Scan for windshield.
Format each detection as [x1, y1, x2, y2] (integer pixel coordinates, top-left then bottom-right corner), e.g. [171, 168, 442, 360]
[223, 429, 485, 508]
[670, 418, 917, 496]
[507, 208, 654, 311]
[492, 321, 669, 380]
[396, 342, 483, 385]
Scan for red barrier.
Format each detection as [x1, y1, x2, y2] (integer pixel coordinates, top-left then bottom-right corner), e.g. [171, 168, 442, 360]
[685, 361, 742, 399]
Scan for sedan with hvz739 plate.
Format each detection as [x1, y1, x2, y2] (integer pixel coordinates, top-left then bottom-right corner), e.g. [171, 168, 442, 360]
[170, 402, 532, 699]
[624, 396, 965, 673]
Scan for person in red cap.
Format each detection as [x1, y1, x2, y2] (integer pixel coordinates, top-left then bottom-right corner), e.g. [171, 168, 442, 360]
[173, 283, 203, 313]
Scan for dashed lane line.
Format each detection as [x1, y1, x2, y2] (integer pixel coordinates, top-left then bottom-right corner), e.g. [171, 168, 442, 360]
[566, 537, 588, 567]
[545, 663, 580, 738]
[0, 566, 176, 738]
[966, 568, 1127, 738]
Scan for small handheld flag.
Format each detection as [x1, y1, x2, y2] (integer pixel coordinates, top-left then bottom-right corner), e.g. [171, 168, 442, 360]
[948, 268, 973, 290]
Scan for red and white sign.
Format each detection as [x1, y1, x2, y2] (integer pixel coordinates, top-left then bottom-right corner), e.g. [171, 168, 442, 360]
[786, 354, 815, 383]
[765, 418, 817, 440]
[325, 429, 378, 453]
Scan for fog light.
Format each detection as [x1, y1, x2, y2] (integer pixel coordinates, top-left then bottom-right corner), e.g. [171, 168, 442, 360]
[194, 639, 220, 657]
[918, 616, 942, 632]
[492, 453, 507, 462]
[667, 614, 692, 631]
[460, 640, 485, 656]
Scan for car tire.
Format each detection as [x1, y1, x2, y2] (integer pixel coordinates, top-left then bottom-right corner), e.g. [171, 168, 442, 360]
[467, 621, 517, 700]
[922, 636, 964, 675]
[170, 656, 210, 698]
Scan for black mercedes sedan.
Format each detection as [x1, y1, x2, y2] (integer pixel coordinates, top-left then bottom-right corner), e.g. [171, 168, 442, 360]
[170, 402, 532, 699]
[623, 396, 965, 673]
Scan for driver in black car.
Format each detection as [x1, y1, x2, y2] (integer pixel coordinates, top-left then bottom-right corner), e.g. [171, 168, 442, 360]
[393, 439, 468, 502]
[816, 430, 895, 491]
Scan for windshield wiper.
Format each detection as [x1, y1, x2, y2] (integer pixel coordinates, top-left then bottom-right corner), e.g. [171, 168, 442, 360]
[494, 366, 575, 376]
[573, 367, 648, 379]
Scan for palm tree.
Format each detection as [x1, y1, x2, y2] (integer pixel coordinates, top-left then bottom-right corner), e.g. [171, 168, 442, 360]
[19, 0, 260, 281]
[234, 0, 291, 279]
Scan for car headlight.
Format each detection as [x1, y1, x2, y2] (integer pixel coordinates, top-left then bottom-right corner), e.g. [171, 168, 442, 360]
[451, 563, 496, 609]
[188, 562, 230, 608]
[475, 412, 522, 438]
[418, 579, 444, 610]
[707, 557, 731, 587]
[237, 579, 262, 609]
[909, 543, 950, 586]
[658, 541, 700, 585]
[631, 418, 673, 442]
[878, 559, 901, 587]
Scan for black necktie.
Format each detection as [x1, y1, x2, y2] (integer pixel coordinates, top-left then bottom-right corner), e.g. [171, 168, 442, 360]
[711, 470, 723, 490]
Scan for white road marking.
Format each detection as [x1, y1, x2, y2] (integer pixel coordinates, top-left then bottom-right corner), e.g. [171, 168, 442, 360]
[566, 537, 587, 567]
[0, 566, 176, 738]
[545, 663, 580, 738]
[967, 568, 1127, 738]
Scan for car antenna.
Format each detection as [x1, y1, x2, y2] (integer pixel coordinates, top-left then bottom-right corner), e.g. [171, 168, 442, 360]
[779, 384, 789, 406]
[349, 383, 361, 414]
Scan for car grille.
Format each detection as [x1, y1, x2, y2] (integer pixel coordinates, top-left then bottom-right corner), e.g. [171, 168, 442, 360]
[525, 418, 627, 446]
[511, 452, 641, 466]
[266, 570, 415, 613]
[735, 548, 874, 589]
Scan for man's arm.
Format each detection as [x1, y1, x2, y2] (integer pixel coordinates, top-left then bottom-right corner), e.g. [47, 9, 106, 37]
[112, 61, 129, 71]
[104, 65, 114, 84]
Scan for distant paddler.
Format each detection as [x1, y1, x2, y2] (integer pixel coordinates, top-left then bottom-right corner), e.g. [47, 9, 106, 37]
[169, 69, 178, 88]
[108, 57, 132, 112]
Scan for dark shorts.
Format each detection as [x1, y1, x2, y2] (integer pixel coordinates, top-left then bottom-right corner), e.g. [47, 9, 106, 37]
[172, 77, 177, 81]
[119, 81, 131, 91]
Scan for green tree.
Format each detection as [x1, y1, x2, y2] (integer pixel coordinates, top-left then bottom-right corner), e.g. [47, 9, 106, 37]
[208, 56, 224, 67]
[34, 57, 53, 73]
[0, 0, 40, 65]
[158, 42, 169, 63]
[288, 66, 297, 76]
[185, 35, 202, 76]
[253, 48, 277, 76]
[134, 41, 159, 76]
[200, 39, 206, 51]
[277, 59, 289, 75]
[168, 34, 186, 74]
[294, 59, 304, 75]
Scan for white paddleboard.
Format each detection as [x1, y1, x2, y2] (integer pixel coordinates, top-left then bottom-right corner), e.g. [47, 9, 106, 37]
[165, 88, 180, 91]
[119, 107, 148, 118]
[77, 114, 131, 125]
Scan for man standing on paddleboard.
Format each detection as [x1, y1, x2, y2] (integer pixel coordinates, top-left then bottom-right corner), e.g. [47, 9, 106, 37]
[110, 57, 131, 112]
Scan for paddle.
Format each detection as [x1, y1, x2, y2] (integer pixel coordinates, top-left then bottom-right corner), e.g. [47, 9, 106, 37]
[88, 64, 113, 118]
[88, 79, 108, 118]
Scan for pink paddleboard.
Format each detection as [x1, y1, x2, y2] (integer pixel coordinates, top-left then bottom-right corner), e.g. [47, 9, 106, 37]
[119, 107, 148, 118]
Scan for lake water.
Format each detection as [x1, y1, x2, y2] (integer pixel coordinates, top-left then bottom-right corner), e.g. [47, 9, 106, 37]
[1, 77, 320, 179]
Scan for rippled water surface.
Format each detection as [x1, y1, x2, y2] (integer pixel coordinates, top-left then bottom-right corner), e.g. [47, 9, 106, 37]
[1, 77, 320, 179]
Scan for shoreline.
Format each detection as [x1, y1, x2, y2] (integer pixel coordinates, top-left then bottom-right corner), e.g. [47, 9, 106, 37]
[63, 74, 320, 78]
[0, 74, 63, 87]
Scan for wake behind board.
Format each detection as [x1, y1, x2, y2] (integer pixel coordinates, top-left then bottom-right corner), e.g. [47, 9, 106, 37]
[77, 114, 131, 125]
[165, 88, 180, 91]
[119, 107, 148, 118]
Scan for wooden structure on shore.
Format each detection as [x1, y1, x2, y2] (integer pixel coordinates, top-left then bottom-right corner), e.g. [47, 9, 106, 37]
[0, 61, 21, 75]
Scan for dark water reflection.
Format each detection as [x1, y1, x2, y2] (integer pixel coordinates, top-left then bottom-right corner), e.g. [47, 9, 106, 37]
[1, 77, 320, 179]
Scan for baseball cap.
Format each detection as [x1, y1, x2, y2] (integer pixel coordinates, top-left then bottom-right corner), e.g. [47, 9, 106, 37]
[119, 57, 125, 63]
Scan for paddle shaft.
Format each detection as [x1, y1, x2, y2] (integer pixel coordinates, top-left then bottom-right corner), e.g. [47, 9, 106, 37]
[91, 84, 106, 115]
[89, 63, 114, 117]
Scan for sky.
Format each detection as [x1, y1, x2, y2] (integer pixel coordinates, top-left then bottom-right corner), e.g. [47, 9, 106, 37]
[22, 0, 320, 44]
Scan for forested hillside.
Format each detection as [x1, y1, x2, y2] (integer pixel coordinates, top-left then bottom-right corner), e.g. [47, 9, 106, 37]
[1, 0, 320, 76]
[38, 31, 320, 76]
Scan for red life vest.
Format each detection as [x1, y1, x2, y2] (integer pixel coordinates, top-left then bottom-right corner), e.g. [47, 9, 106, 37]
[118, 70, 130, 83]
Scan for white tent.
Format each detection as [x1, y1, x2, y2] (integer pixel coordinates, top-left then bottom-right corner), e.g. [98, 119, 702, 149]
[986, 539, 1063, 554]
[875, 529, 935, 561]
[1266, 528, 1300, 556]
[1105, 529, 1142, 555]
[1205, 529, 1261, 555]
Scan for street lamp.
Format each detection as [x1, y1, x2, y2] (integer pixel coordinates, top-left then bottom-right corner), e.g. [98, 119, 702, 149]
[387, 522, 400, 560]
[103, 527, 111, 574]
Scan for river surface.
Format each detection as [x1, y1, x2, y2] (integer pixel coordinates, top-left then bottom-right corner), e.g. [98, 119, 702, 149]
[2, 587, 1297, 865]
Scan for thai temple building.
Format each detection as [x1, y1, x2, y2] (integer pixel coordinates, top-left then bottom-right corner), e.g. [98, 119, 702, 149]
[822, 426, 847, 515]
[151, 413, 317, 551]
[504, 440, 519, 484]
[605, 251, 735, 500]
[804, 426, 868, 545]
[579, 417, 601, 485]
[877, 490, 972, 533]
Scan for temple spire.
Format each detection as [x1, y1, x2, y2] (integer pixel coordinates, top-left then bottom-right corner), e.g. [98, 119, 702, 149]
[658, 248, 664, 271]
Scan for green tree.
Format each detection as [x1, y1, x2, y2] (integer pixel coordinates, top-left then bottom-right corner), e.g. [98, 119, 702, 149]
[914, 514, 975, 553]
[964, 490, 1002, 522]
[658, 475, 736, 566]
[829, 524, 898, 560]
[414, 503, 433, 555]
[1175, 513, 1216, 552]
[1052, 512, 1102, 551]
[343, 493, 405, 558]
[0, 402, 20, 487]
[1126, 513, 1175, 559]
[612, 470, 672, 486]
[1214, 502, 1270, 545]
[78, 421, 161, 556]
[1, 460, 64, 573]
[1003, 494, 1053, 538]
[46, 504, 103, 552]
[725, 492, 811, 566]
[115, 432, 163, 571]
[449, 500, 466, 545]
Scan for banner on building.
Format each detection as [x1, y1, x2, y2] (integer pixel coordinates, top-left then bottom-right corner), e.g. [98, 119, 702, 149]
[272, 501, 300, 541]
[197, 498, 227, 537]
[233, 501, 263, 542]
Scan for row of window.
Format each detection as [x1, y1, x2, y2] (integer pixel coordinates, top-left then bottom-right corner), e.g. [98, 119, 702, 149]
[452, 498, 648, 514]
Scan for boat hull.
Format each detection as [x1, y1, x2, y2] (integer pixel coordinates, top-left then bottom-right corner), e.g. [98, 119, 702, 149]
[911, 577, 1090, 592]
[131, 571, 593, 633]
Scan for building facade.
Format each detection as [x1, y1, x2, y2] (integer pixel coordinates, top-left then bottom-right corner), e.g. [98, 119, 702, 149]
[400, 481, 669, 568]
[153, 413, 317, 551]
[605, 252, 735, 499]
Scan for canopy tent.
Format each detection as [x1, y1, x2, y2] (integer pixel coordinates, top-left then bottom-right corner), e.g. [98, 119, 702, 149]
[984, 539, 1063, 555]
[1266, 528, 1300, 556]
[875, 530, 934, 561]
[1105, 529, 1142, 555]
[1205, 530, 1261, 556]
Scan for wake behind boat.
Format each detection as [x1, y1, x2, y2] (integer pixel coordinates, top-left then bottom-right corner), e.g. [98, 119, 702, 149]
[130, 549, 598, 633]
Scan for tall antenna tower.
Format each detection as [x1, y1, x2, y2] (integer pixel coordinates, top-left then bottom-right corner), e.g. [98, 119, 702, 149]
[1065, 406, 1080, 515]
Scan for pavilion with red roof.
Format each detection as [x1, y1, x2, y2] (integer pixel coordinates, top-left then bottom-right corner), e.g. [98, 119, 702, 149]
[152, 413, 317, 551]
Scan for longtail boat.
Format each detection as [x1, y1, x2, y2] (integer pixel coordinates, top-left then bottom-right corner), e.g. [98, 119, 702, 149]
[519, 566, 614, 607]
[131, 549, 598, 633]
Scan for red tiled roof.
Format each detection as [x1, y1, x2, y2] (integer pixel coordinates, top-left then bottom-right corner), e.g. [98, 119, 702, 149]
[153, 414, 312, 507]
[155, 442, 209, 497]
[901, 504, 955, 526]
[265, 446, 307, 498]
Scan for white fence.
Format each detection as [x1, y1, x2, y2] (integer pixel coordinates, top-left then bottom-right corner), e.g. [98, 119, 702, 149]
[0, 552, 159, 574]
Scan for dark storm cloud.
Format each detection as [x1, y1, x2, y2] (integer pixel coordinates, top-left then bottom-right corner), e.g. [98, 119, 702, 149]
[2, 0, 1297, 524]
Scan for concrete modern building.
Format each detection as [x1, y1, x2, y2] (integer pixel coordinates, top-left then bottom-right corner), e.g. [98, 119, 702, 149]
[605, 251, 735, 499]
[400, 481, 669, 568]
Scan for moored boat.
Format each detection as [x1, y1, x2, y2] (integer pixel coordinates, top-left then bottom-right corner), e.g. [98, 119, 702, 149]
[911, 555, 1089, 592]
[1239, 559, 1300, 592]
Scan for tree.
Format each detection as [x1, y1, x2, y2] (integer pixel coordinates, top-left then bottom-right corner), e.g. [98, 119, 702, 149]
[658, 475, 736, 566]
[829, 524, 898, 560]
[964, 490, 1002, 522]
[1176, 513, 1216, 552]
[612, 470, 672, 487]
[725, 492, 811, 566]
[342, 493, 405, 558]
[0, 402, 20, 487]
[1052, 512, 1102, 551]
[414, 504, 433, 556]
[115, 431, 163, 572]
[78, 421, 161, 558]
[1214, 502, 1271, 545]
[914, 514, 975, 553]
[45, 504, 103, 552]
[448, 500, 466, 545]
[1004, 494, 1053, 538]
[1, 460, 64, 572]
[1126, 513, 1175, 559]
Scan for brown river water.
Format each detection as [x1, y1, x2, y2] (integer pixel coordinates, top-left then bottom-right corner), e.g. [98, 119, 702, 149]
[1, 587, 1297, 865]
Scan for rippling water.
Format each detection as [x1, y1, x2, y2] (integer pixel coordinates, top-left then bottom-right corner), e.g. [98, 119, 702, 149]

= = = = =

Exercise instructions |
Since only part of the listing is wanted, copy exactly the lines from the one holding "Scan for windshield wiper." to the one holding "Scan for car grille.", both included.

Expected answer |
Scan for windshield wiper.
Format each detection as [x1, y1, x2, y2] (integer pixel coordinates, top-left then bottom-right corner), e.g. [171, 168, 442, 360]
[494, 366, 575, 376]
[573, 367, 648, 379]
Scan for palm tree.
Format each detection as [x1, y1, x2, y2] (integer pixel coordinates, top-left then bottom-right corner), e.g. [171, 168, 442, 360]
[19, 0, 260, 281]
[234, 0, 291, 279]
Scan for car headlight.
Format each detection as [x1, y1, x2, y2] (integer pixel coordinates, top-left then bottom-right corner), e.g. [171, 168, 442, 360]
[451, 563, 496, 609]
[188, 562, 230, 608]
[475, 412, 522, 438]
[418, 579, 444, 610]
[707, 557, 731, 587]
[237, 579, 262, 609]
[909, 543, 950, 586]
[658, 541, 700, 585]
[631, 418, 673, 442]
[878, 559, 901, 587]
Scan for black necktie.
Format each detection as [x1, y1, x2, y2] (integer pixel coordinates, top-left then bottom-right corner), e.g. [171, 168, 442, 360]
[711, 470, 723, 490]
Scan for white road marking.
Format each detection as [x1, y1, x2, y2] (integer pixel coordinates, top-left then bottom-right corner), e.g. [171, 168, 442, 360]
[566, 537, 587, 567]
[0, 566, 176, 738]
[545, 663, 580, 738]
[967, 568, 1127, 738]
Scan for car antenna.
Format each detection as [x1, y1, x2, y2] (integer pixel coordinates, top-left then bottom-right corner), e.g. [171, 168, 442, 360]
[779, 384, 789, 406]
[349, 383, 361, 414]
Scan for car grille.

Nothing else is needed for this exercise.